━━━━━ Stored records

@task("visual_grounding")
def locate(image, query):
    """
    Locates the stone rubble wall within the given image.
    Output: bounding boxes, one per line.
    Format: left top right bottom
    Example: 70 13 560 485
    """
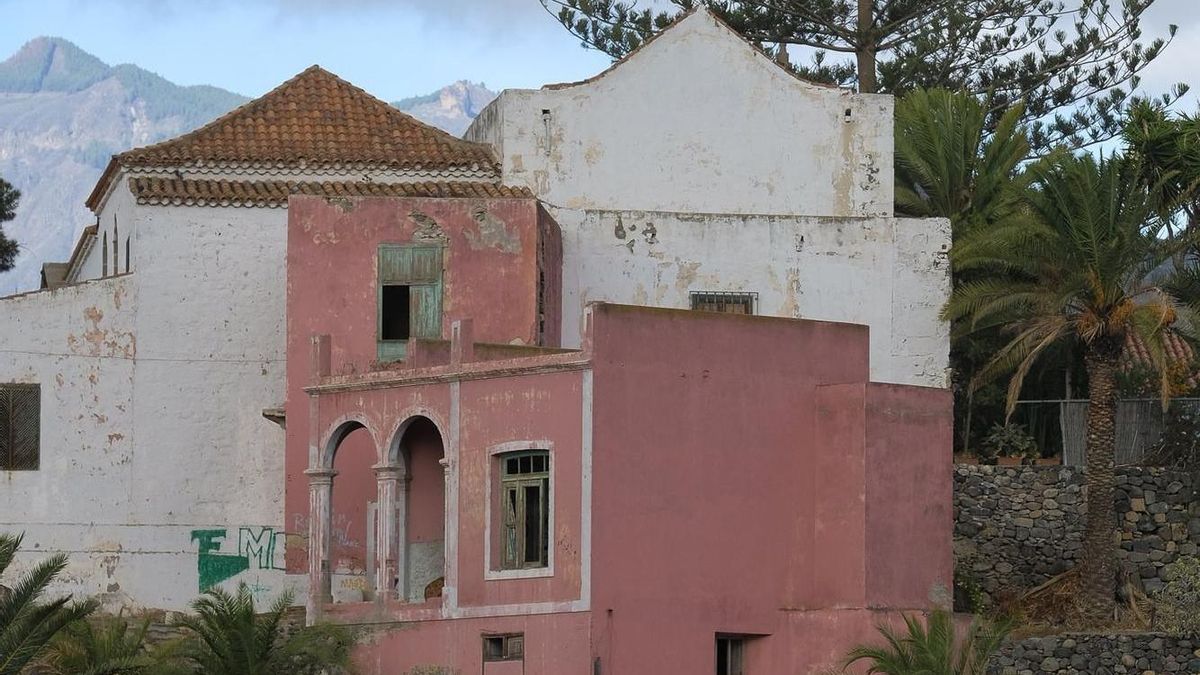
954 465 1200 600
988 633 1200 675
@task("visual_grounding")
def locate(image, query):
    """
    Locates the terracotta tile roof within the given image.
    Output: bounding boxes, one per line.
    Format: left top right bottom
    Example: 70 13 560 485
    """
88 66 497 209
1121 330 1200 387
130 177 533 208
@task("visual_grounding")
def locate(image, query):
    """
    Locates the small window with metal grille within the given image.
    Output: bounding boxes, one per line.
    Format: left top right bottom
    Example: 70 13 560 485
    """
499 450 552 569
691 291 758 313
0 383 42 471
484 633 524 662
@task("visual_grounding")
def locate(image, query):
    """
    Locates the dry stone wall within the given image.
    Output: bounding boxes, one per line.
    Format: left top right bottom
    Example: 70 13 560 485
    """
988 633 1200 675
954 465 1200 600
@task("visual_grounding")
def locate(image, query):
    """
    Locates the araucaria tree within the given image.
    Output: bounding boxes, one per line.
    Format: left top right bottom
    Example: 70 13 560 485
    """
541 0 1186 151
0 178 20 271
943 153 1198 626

━━━━━━━━━━

> Exercise details: Pull out every line in the entries above that contains the string "Locates". Case matters.

> Answer to this problem:
    Locates the stone rubble wall within the given image.
    Locates the terracotta tile roof within the given image.
    Locates the small window with metal grille within the given image.
    Locates the dry stone wall within the given image.
    Locates the araucaria tree within the given image.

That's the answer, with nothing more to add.